[TEXTO CITADO]
En el registro se encontraron dos mil panelas llenas de
cocaína, que sumaban un peso de 2,2 toneladas. Iban
camufladas bajo casi trescientos paquetes de un tipo de
ladrillos, caico colombiano, que permitía justificar que el
desplazamiento se originara en la frontera. Fueron detenidos el
conductor del vehículo, Edgar Alfonso Rincón, que era un
civil que llevaba más de diez años trabajando para el Ejército,
y el subteniente Ricardo Antonio Lacre. Al conductor le fue
encontrado un móvil y en él había grabados varios mensajes,
con voz en creciente alarma. «Edy, hágame el favor cuando
escuche el mensaje, este [es] el amigo del señor que le mandó
hacer el trabajito». «Mire, maracucho, comuníquese con el
mayor, hágame el favor, urgente, que he marcado toda la tarde
y usted no contesta, para que lo llame urgente, dígale a Lacre».
Los números de teléfonos y la revisión de las comunicaciones
llevaron a la detención de otros dos militares: uno era el
mayor Héctor José López; el otro, el teniente coronel Pedro
José Maggino, el señor que «mandó hacer el trabajito».

[REGISTROS PROPORCIONADOS]

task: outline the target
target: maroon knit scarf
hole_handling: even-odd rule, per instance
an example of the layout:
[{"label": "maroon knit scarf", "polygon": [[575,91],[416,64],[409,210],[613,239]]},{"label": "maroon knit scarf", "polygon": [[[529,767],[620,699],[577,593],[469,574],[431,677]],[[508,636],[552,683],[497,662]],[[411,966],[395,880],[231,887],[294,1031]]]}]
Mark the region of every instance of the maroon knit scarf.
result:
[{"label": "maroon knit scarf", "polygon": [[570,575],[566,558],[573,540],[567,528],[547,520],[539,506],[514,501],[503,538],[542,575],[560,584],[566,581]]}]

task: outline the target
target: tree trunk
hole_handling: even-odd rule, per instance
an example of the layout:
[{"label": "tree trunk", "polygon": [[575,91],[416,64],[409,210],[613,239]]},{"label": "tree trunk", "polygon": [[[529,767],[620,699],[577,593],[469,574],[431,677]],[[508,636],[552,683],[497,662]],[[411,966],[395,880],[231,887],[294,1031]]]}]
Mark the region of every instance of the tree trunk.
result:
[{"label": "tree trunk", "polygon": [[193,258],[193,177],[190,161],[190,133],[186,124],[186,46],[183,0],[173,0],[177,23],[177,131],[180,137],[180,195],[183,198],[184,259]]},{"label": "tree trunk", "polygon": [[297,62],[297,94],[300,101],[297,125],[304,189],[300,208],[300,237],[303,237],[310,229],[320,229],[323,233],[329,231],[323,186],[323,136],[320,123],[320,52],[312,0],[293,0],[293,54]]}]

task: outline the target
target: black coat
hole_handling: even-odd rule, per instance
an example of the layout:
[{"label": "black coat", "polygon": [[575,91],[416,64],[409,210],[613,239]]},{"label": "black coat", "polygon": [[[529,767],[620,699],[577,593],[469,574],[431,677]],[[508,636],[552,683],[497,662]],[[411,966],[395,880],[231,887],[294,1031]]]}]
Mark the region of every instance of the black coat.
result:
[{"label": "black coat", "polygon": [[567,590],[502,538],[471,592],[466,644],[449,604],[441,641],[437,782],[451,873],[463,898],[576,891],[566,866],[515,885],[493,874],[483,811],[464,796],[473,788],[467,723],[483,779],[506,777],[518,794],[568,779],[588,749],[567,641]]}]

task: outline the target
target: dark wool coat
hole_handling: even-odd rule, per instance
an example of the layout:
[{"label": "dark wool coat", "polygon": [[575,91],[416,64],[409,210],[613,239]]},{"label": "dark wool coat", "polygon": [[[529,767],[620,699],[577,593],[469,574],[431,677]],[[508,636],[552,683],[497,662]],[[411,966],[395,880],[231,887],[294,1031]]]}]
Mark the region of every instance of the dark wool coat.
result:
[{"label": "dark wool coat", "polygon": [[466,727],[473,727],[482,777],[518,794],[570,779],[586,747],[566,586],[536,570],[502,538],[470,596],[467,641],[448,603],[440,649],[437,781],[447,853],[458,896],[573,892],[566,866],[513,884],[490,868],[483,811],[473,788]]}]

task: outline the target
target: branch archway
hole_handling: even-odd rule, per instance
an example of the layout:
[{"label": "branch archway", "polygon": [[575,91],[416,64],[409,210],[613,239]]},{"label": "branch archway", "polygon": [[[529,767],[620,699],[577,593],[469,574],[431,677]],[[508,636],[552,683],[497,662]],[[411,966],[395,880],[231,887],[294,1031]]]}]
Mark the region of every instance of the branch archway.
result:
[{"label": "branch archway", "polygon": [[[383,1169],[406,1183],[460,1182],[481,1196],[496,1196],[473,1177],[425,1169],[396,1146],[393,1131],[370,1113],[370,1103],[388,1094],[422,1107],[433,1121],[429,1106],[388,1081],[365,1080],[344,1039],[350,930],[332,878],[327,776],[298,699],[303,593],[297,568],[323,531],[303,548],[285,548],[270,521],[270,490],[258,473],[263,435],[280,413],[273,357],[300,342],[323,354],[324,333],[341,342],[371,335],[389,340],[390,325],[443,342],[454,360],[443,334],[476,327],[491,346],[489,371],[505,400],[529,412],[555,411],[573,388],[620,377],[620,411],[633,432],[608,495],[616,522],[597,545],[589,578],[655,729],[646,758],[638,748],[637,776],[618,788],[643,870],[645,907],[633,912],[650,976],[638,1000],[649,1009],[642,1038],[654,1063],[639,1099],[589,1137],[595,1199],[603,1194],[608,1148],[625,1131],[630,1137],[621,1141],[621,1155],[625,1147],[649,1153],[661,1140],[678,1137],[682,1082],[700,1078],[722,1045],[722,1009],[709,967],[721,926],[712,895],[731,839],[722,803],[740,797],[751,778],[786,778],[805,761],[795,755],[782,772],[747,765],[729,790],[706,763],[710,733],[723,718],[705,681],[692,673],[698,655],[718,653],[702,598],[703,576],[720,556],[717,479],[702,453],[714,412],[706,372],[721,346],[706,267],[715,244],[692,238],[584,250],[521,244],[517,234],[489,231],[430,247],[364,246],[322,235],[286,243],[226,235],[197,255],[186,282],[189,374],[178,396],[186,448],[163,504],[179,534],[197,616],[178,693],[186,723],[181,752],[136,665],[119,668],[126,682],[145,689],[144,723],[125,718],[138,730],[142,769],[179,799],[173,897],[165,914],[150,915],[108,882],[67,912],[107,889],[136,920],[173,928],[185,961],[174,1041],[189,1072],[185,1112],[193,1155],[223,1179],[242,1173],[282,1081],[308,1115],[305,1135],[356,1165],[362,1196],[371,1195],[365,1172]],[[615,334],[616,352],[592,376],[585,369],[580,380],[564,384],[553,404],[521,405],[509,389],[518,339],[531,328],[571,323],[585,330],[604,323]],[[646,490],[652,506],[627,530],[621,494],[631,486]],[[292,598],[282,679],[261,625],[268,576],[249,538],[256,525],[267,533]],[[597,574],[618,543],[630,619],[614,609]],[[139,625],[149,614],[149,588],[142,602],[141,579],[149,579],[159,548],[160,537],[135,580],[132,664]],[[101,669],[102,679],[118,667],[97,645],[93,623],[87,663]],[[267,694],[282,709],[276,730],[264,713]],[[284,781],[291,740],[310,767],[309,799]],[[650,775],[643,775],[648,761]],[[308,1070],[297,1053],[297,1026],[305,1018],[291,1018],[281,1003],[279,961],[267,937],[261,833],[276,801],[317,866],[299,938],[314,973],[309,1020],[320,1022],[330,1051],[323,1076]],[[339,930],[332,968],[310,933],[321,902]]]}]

[OBJETIVOS]
A: Según el texto sobre el decomiso de cocaína, ¿cuánto pesaba en total la droga hallada en el registro?
B: Indica si cada afirmación coincide con el texto sobre el decomiso de cocaína y respalda tu respuesta con las palabras exactas del texto: (i) El conductor del vehículo era un militar. (ii) La cocaína iba oculta bajo paquetes de ladrillos. (iii) El móvil con los mensajes se le encontró al subteniente Lacre.
C: Retoma el texto sobre el decomiso de cocaína a partir de su última oración.

[RESPUESTAS]
A: Pesaba 2,2 toneladas.

B:
(i) No: «un civil que llevaba más de diez años trabajando para el Ejército».
(ii) Sí: «Iban camufladas bajo casi trescientos paquetes de un tipo de ladrillos».
(iii) No: «Al conductor le fue encontrado un móvil».

C:
El teniente coronel Maggino, el mayor López y el
subteniente Lacre habían pasado juntos la noche anterior en el
pequeño hotel «Stancia’s Suite», en la población de La Fría,
como indicó el registro del establecimiento y atestiguaron
algunos de sus empleados. En ese encuentro habían
supervisado la logística para la entrega de la droga, que iba a
ser suministrada por un par de colombianos. La droga llegó a
través del inmediato puesto fronterizo de Orope y fue
emplazada en una camioneta Chevrolet. El vehículo, al que se
había colocado una placa militar despojada de un auto del
Ejército, pernoctó en la base militar de Orope, vigiladada por
las tropas. De madrugada, el cargamento partió para ser
embarcado hacia Europa en Puerto Cabello. Hasta un mes
antes de esos hechos, el teniente coronel Maggino había sido
por dos años jefe del batallón de cazadores que custodiaba esa
parte de la frontera con Colombia. Todo indicaba que en el
pasado se habían realizado operaciones similares, pues
Maggino, aunque ya había cambiado de destino, pudo contar
con la colaboración de anteriores subalternos, como el
conductor Rincón, que había sido su chófer, y el subteniente
Ismael Andrés Barrios, también detenido, que estaba al frente
del puesto de Orope.
El tribunal del estado Lara que inicialmente se ocupó del
caso destacó con especial estupefacción que el cargamento
fuera guardado en una instalación militar. «Ese sitio no fue
otro que la propia base de protección fronteriza de Orope, en
la cual los soldados, tropa y oficiales destacados en esa
unidad militar, por una noche protegieron el vehículo cargado
de la sustancia ilícita», subrayó el juez. El propio subteniente
Barrios admitió haber ordenado a su personal de tropa que no
activase el plan de reacción o de defensa cuando llegase el
mayor López con el Chevrolet, a pesar de que ni el mayor ni el
vehículo tenían autorización para entrar en la base. Todo esto
fueron hechos que el Ministerio Público consideró probados y
que llevaron a la prisión preventiva del pez gordo de la
operación, el teniente coronel Maggino, imputado de
«transporte ilícito agravado de sustancias estupefacientes y
psicotrópicas en grado de cooperado». Todo apuntaba a una
condena, hasta que se cruzó Eladio Aponte, del Tribunal
Supremo.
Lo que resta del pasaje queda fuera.